§ Directions for this task
Once the pictures are set aside, reproduce the entries below exactly.

Point localization data
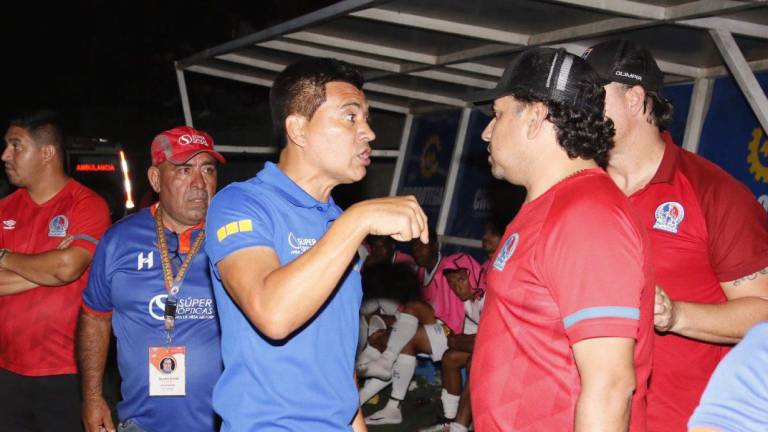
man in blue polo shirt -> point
(150, 282)
(284, 260)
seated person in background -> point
(382, 249)
(456, 406)
(736, 397)
(431, 337)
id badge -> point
(167, 371)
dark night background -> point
(107, 67)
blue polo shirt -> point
(736, 398)
(126, 281)
(305, 382)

§ Written reply
man in blue polo shirt -> point
(150, 282)
(284, 260)
seated person in background -> point
(382, 249)
(456, 406)
(736, 397)
(431, 337)
id badge -> point
(167, 371)
dark night background -> point
(107, 67)
blue polo shirt -> point
(736, 398)
(126, 281)
(305, 382)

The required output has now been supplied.